List every person named in the article below about early warning signs of Motor Neuron Disease.

STUDY TEXT:
====

A woman has spoken about some of the less widely recognised early warning signs of Motor Neuron Disease (MND) following actor Eric Dane’s death, after the condition previously claimed both her husband and her brother.
The death of the Grey’s Anatomy star on Thursday has renewed focus on amyotrophic lateral sclerosis (ALS), the most common type of MND.
The progressive neurological illness gradually weakens and stiffens muscles throughout the body, and over time can take away a person’s ability to walk, speak and eventually breathe without support.
Carol Deytrikh-White, 65, has witnessed those early changes twice. Her husband Alex died from MND in 2009, and her brother later died in 2022. She says the first signs they experienced mirrored those reported by Dane as ALS began to develop.

Carol said: “We’re all aware that MND is one condition you don’t want to get – it’s so cruel. I think I knew that Alex had MND before he did – but the diagnosis was a completely devastating, heart-dropping kick in the stomach.
“It affects the whole family and, for the majority of people who develop MND, it doesn’t offer any hope. But awareness has a two-fold benefit – fundraising for treatments, but also so that the people around you can have more empathy for those affected.
“There’s a human tendency not to deal with or talk about things that feel uncomfortable.”
Alex, a physically fit Royal Air Force officer, began struggling to maintain his usual routine of running three times a week, a change Carol says stood out early on — and one also noted in Dane’s case.
When weakness developed in Alex’s right arm, military doctors later confirmed he had the terminal disease. Soon after, he had to reduce his hours as walking, speaking and sleeping became increasingly difficult.

Carol shared: “With Alex’s journey, the rate of progression was quick. He died within two years of the diagnosis.
“In the last two weeks I had to attend to Alex every half an hour because he was unable to swallow even saliva. I was attending to him all day, but I was also getting up throughout the night for his feeds and ventilation.
“I couldn’t go out, not even to the shops. But all I wanted was to be with him, I didn’t see it as a sacrifice. It was a privilege.”
Years later, Carol said she felt as if she’d been “thumped in the stomach” when her brother Brian told her he had also been diagnosed with an MND variant.
She recalled that it started with a message from Brian explaining he kept losing his voice by the end of the day. Carol urged him to seek medical tests, which then confirmed MND.

====

PROVIDED MATERIAL:

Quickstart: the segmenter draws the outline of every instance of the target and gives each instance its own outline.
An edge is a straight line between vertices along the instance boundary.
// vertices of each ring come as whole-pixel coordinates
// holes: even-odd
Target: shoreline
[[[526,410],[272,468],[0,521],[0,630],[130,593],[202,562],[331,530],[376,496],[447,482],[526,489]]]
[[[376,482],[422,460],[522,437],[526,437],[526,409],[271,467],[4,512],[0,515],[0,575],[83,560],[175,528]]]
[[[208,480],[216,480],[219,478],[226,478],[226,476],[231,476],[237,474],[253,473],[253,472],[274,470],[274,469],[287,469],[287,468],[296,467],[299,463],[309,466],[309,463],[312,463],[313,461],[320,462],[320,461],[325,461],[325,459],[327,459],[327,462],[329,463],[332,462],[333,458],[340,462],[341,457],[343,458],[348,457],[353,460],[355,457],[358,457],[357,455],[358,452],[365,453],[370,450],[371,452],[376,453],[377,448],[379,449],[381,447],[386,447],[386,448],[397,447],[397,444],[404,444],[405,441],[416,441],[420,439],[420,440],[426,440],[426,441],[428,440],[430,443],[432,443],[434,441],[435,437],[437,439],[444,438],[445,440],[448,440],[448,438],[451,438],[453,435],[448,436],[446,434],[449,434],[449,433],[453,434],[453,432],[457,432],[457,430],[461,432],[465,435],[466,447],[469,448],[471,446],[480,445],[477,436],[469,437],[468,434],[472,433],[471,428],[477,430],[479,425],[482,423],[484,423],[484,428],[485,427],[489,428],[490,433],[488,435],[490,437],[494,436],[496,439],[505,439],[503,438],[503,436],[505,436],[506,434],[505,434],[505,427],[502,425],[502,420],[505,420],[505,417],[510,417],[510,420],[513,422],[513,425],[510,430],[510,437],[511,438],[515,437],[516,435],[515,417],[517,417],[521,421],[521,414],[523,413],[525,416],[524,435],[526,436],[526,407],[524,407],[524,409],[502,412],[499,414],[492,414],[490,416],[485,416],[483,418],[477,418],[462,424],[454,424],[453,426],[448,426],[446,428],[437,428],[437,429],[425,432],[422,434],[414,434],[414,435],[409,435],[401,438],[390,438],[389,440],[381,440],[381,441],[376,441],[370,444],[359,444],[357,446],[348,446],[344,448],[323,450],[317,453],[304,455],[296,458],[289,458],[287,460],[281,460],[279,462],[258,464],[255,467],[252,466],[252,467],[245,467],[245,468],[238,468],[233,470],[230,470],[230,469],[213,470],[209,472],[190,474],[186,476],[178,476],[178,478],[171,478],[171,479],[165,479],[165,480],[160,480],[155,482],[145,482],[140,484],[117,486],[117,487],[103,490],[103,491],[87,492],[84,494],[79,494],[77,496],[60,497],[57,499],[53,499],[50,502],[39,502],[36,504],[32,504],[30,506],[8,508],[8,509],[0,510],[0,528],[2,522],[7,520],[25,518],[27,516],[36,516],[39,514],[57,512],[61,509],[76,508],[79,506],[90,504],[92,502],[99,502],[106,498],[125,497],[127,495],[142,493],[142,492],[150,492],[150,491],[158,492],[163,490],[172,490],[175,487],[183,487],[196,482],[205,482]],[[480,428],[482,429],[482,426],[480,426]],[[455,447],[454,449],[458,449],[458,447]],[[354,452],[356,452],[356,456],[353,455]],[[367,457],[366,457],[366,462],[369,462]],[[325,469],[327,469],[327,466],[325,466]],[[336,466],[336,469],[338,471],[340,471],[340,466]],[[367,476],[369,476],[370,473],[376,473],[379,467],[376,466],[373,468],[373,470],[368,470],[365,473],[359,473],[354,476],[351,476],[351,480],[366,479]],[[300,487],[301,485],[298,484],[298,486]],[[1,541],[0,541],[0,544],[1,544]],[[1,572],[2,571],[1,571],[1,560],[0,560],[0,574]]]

====

RESPONSE FOR THIS EXERCISE: Eric Dane, Carol Deytrikh-White, Alex, Brian